Work to complete :: Swap "leafless tree" for "bare tree" in the items starting at the line containing "Where can the boy in black" and ending with the last item, and reproduce those lines with nothing else changed.

===== Source data =====

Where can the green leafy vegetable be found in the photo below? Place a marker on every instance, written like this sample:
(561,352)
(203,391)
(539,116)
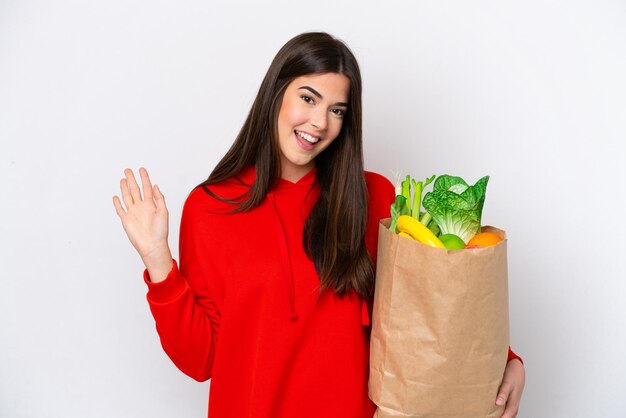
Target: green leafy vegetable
(404,205)
(455,206)
(399,207)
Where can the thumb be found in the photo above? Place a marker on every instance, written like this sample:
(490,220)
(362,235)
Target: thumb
(503,394)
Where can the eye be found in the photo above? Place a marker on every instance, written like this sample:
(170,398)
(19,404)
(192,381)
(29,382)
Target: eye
(339,112)
(307,99)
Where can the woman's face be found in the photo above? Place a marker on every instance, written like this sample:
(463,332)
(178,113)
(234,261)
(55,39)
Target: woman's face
(310,118)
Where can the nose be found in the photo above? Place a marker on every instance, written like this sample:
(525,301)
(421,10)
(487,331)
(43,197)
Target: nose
(319,118)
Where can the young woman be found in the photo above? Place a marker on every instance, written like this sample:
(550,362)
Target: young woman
(272,296)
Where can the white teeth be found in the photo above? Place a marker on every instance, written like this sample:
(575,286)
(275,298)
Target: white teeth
(308,137)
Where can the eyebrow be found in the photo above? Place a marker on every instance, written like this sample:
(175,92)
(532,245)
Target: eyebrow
(315,92)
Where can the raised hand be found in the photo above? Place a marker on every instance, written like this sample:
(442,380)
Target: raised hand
(145,221)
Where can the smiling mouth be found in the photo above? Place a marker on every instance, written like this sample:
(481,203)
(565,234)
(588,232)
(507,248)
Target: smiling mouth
(309,138)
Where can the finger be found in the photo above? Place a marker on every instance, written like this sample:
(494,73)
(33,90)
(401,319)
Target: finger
(511,410)
(132,185)
(503,394)
(159,198)
(145,182)
(126,196)
(118,207)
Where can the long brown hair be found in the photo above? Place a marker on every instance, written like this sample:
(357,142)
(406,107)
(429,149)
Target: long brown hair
(335,229)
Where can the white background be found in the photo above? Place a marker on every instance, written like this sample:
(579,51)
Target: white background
(532,93)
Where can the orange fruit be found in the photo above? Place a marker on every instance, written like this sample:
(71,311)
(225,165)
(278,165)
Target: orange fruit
(484,239)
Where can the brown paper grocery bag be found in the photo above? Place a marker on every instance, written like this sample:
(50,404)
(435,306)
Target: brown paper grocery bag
(440,329)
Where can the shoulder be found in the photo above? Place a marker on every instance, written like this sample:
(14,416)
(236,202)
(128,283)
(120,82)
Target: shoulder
(205,199)
(381,193)
(377,183)
(379,188)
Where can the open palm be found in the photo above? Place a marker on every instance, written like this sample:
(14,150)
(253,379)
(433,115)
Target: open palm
(145,220)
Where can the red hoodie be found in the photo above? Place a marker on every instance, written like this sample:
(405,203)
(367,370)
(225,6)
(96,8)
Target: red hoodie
(242,308)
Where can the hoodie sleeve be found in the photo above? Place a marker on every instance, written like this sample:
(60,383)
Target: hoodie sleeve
(183,305)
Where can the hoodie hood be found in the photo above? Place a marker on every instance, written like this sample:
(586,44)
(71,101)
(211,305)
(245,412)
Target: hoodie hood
(304,194)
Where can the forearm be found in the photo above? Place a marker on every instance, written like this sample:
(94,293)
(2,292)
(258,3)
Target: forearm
(158,263)
(186,330)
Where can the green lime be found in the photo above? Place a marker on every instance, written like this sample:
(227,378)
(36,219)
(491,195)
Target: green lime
(452,242)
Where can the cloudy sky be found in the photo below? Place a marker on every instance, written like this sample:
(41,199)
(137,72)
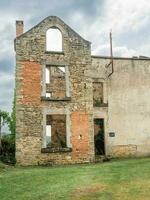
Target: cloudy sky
(129,21)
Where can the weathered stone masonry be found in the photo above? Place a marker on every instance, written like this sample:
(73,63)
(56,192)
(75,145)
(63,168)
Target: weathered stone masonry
(124,103)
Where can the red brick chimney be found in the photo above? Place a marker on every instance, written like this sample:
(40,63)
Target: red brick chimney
(19,28)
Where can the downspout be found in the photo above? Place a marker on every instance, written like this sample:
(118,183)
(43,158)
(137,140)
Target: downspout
(111,56)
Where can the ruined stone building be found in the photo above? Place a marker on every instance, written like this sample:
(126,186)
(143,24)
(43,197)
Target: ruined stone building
(68,108)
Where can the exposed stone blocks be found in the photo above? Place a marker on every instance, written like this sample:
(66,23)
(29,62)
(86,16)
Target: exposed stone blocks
(31,83)
(80,135)
(125,98)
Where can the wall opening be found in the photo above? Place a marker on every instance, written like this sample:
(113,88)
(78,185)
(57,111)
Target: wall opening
(97,94)
(56,131)
(53,40)
(99,136)
(55,82)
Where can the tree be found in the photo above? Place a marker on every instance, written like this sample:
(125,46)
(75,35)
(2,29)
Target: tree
(4,119)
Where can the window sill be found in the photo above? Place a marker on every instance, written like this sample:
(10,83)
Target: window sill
(55,52)
(101,105)
(50,99)
(55,150)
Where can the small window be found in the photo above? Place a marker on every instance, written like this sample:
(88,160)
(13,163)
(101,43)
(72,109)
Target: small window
(97,94)
(55,82)
(53,40)
(48,135)
(56,131)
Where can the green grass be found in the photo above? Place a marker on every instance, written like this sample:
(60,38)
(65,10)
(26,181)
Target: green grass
(119,179)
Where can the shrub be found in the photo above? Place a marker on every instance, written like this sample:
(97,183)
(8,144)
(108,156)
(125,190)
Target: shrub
(8,149)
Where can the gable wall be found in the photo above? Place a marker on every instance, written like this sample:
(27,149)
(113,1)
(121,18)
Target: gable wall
(31,58)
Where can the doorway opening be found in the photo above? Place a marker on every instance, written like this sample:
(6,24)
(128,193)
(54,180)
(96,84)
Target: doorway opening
(99,131)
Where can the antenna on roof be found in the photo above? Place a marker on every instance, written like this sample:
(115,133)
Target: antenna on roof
(111,55)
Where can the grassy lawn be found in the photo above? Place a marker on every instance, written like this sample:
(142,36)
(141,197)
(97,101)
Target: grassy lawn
(120,179)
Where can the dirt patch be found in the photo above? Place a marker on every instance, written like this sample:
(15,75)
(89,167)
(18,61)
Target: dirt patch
(88,192)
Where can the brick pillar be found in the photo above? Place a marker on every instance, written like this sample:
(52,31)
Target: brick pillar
(19,28)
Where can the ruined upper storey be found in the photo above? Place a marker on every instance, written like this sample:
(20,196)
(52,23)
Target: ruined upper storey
(33,45)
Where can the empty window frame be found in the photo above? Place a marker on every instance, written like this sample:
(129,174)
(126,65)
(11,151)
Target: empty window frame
(53,40)
(55,82)
(97,94)
(56,131)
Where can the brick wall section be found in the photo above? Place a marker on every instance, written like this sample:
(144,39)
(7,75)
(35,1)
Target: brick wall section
(80,135)
(31,79)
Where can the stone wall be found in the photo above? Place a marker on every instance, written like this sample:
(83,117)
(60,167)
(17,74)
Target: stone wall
(125,107)
(31,59)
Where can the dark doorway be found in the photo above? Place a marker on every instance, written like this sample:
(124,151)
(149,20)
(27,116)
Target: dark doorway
(99,136)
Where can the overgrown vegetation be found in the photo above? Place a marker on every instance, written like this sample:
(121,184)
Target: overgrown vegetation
(115,180)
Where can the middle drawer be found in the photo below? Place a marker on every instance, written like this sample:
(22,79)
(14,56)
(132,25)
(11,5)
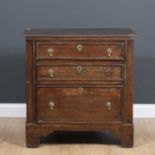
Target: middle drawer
(48,72)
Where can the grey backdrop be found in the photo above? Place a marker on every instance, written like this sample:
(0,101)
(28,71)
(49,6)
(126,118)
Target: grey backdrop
(17,14)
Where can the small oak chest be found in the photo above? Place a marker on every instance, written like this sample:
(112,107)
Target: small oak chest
(79,80)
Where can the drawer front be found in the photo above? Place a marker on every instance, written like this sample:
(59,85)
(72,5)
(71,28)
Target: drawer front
(78,104)
(81,71)
(89,50)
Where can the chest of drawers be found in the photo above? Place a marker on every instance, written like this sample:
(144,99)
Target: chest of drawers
(79,80)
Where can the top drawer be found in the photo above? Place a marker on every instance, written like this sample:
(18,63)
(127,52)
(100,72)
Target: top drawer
(81,50)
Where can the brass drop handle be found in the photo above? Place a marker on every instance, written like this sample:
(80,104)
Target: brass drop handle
(79,47)
(108,70)
(50,51)
(109,51)
(51,105)
(80,90)
(79,68)
(108,105)
(51,72)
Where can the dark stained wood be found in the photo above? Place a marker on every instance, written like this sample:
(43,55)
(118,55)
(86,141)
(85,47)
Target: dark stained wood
(68,49)
(80,32)
(76,105)
(79,96)
(88,71)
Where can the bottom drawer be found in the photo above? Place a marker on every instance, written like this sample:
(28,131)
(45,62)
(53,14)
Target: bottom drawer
(62,104)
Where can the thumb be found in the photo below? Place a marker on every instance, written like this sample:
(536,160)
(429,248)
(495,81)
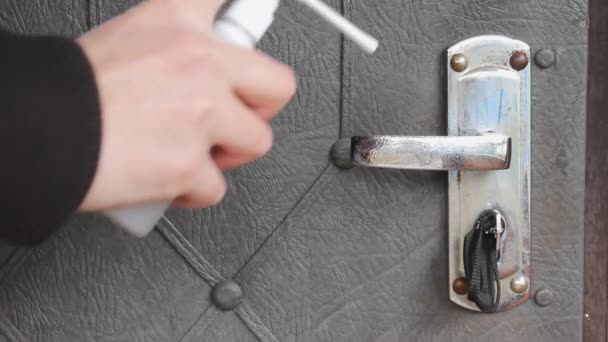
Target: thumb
(200,11)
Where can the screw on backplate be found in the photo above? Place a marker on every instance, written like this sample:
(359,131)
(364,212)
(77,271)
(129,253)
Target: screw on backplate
(460,286)
(545,58)
(519,60)
(519,283)
(543,297)
(459,62)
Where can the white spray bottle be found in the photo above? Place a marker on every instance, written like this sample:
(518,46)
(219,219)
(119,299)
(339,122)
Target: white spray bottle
(243,24)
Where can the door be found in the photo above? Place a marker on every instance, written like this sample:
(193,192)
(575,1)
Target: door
(316,252)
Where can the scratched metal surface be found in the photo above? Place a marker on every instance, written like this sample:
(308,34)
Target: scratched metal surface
(324,254)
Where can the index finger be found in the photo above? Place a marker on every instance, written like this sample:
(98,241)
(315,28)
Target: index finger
(263,84)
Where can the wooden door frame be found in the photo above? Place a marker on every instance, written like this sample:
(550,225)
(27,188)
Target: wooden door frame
(596,184)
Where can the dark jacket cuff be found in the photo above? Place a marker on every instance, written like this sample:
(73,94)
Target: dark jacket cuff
(50,134)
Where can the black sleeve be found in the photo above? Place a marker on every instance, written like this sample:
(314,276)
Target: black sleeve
(50,133)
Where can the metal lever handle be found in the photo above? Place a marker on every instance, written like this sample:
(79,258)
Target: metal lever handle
(483,152)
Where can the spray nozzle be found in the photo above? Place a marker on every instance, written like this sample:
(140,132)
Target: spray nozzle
(368,43)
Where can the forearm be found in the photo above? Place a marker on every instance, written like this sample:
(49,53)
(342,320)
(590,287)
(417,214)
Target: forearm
(49,134)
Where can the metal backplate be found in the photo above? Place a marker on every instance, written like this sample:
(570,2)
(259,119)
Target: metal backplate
(489,92)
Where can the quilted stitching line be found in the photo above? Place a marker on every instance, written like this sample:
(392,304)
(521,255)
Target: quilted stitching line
(94,9)
(9,330)
(201,324)
(346,129)
(175,238)
(266,248)
(254,323)
(206,271)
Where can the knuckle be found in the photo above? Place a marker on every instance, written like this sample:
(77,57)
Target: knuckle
(188,168)
(288,79)
(264,141)
(217,190)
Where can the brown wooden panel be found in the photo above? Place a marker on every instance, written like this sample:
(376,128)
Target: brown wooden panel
(596,215)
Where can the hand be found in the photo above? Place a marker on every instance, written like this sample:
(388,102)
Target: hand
(178,105)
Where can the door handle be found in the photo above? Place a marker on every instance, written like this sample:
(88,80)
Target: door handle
(487,156)
(483,152)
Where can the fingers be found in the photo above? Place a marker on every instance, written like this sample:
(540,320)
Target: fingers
(227,161)
(240,131)
(207,188)
(262,83)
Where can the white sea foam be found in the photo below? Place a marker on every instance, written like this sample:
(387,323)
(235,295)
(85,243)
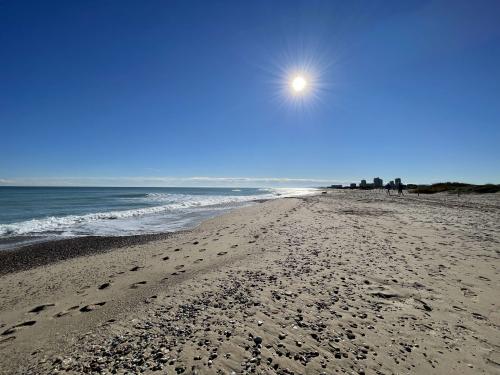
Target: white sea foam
(119,221)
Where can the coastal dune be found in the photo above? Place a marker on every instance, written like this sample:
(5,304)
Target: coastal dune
(344,282)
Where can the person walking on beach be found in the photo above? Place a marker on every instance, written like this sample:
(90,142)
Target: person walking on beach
(400,189)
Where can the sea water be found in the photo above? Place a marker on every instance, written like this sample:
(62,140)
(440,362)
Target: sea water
(29,214)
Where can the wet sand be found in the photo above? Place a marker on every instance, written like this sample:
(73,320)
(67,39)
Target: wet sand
(347,282)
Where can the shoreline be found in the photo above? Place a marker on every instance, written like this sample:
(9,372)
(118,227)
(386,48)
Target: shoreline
(43,253)
(349,282)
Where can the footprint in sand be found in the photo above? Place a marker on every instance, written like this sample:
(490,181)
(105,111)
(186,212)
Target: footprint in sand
(104,286)
(64,313)
(136,285)
(7,339)
(92,307)
(40,308)
(13,329)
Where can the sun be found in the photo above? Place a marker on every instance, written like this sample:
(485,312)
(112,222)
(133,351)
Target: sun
(299,84)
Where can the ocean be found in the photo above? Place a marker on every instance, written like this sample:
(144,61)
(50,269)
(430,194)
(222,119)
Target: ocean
(35,214)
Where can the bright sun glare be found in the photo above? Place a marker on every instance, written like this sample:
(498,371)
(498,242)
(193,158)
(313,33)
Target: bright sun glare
(299,84)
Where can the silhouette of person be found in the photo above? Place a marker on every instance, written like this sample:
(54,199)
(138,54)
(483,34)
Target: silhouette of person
(400,189)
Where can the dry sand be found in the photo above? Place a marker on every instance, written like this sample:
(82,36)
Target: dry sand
(348,282)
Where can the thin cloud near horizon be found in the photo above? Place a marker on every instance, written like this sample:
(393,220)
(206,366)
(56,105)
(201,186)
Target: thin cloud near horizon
(171,181)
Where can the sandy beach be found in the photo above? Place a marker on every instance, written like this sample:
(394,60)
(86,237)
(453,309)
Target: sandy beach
(349,282)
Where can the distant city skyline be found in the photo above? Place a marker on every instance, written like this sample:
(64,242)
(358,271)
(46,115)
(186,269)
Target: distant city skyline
(289,92)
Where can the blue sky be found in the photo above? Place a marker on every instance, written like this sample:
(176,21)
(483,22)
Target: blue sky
(191,92)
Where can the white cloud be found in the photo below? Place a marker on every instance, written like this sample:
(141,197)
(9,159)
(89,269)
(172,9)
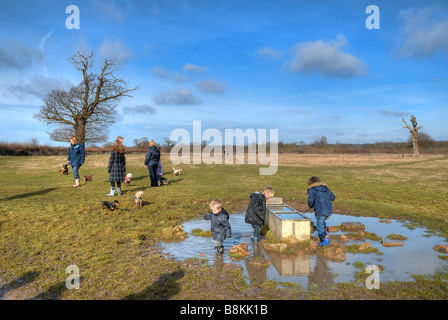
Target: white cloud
(15,54)
(211,86)
(326,58)
(424,32)
(109,10)
(267,52)
(39,86)
(166,74)
(115,50)
(177,96)
(139,109)
(188,67)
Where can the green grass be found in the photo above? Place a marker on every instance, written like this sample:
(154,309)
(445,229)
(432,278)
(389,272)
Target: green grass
(47,225)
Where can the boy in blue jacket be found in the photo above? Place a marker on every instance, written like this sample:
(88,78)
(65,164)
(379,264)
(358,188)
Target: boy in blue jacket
(76,157)
(320,198)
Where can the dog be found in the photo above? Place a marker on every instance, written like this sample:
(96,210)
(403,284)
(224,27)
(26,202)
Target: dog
(112,206)
(176,172)
(164,181)
(64,169)
(138,198)
(128,179)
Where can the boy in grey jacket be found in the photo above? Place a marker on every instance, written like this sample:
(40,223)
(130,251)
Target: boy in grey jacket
(219,224)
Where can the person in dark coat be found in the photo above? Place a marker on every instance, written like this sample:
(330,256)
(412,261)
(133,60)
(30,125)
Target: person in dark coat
(219,224)
(320,198)
(152,161)
(117,167)
(256,211)
(76,157)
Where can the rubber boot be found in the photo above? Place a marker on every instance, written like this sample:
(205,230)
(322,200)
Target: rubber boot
(112,192)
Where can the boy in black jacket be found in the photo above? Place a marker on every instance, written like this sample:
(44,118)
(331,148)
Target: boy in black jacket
(256,211)
(219,224)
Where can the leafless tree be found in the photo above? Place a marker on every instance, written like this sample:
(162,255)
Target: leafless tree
(88,109)
(414,135)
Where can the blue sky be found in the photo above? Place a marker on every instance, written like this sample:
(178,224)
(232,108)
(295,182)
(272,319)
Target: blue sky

=====

Answer to the problem ::
Where can the boy in black jacket be found in the photo above? Place a marker on every instance, written like this sample:
(44,118)
(331,148)
Target: boy in black jacket
(256,211)
(219,224)
Where can the bare tree be found in the photo above? Place a marker on every instance, written like this sample:
(162,255)
Target: bare tree
(88,109)
(414,135)
Where can the blue sky be found in the photo above? Place a marker on every instance, written like this sample:
(178,224)
(232,108)
(295,182)
(272,319)
Target: blue sky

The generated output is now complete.